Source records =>
>> begin

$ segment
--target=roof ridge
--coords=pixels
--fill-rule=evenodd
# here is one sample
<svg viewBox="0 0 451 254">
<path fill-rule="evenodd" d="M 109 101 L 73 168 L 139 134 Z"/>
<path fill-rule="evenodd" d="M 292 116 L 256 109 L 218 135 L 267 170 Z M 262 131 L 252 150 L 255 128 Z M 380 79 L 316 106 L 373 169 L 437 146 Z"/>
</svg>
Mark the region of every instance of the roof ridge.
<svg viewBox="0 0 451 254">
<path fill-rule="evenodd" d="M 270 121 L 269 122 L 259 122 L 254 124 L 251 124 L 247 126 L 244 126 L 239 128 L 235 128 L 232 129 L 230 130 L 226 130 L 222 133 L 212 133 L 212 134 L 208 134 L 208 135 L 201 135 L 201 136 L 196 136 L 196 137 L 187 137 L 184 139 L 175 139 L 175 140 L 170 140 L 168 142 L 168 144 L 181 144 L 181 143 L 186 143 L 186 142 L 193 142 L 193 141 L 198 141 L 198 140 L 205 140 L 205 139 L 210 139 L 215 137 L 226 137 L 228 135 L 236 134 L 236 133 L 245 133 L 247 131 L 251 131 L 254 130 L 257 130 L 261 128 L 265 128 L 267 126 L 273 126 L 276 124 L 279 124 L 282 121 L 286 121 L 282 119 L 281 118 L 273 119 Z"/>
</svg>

>> end

WHAT YOU HAVE TO DO =>
Rewrite every item above, swapping "roof ridge" for "chimney" and keeping everything else the same.

RESULT OF THIS TASK =>
$ segment
--target=chimney
--coords=pixels
--fill-rule=evenodd
# here is one sample
<svg viewBox="0 0 451 254">
<path fill-rule="evenodd" d="M 109 101 L 73 168 L 139 134 Z"/>
<path fill-rule="evenodd" d="M 292 116 L 256 109 L 218 135 L 267 170 Z M 262 131 L 252 150 L 255 128 Z M 380 79 L 316 106 L 373 169 L 437 146 Z"/>
</svg>
Mark the region of every instance of the chimney.
<svg viewBox="0 0 451 254">
<path fill-rule="evenodd" d="M 270 121 L 269 122 L 259 122 L 254 124 L 251 124 L 247 126 L 244 126 L 239 128 L 235 128 L 232 129 L 230 130 L 226 130 L 222 133 L 212 133 L 212 134 L 208 134 L 208 135 L 201 135 L 201 136 L 196 136 L 196 137 L 187 137 L 184 139 L 175 139 L 175 140 L 170 140 L 168 142 L 168 144 L 181 144 L 181 143 L 186 143 L 186 142 L 193 142 L 193 141 L 198 141 L 198 140 L 205 140 L 205 139 L 210 139 L 215 137 L 226 137 L 228 135 L 236 134 L 236 133 L 245 133 L 247 131 L 251 131 L 254 130 L 257 130 L 261 128 L 265 128 L 267 126 L 273 126 L 276 124 L 279 124 L 282 121 L 286 121 L 282 119 L 281 118 L 273 119 Z"/>
</svg>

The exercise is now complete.